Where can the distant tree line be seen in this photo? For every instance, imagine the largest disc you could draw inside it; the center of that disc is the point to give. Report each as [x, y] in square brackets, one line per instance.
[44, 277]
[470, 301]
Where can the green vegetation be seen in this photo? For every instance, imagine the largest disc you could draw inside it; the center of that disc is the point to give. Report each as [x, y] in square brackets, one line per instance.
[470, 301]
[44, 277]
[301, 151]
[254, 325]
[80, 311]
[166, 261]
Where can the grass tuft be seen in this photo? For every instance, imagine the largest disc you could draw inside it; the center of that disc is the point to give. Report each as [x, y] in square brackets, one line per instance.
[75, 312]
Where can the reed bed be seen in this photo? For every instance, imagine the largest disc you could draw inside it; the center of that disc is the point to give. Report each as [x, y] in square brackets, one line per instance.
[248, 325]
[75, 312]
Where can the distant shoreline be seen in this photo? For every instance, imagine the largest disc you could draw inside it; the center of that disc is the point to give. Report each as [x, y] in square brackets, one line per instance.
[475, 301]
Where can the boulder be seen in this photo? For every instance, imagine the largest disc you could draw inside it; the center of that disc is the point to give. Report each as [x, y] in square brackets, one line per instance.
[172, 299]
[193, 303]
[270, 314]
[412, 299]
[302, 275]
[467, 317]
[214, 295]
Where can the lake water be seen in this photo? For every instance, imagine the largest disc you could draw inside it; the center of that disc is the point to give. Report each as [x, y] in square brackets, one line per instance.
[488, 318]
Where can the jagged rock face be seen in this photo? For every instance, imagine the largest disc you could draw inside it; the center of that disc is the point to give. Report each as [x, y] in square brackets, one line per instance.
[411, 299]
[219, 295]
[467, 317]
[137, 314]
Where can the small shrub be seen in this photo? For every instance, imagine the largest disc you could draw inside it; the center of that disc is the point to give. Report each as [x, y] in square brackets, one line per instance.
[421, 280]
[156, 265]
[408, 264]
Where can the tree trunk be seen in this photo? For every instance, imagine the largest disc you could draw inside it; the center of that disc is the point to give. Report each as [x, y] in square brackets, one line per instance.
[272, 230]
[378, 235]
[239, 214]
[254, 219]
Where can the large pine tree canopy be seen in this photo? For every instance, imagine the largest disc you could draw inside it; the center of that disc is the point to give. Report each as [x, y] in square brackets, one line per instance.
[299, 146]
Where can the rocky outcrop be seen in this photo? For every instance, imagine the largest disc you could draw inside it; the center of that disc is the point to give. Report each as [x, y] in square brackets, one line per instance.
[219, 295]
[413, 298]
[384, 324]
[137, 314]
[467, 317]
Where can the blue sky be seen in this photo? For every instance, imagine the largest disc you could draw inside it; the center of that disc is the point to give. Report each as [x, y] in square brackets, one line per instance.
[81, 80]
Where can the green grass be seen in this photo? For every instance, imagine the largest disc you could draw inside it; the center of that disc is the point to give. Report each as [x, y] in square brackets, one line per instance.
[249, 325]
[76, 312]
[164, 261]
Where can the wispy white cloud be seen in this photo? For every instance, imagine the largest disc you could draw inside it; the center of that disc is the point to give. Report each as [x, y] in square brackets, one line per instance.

◆ ◆ ◆ ◆

STATED EXERCISE » Copy out the lines from the line containing "Where can the blue" to the end of the listing above, without alteration.

THE REPLY »
Where can the blue sky be seen in this photo? For every instance, imagine the largest disc you could draw inside it; the center of that disc is the point to give. Report each as [x, y] in square brackets, one line per instance.
[81, 80]
Where can the green grass be seen in this photo? For every instance, imagine the largest disc you could draw inside it; the center of that disc is the point to give. Report each as [x, y] in square brackets, one line per instance.
[249, 325]
[76, 312]
[164, 261]
Where can the wispy white cloud be seen in this photo? For every instance, imagine the largest disc you could draw inside it; the center of that disc is the point to give. Report each as [x, y] in square brackets, one line per instance.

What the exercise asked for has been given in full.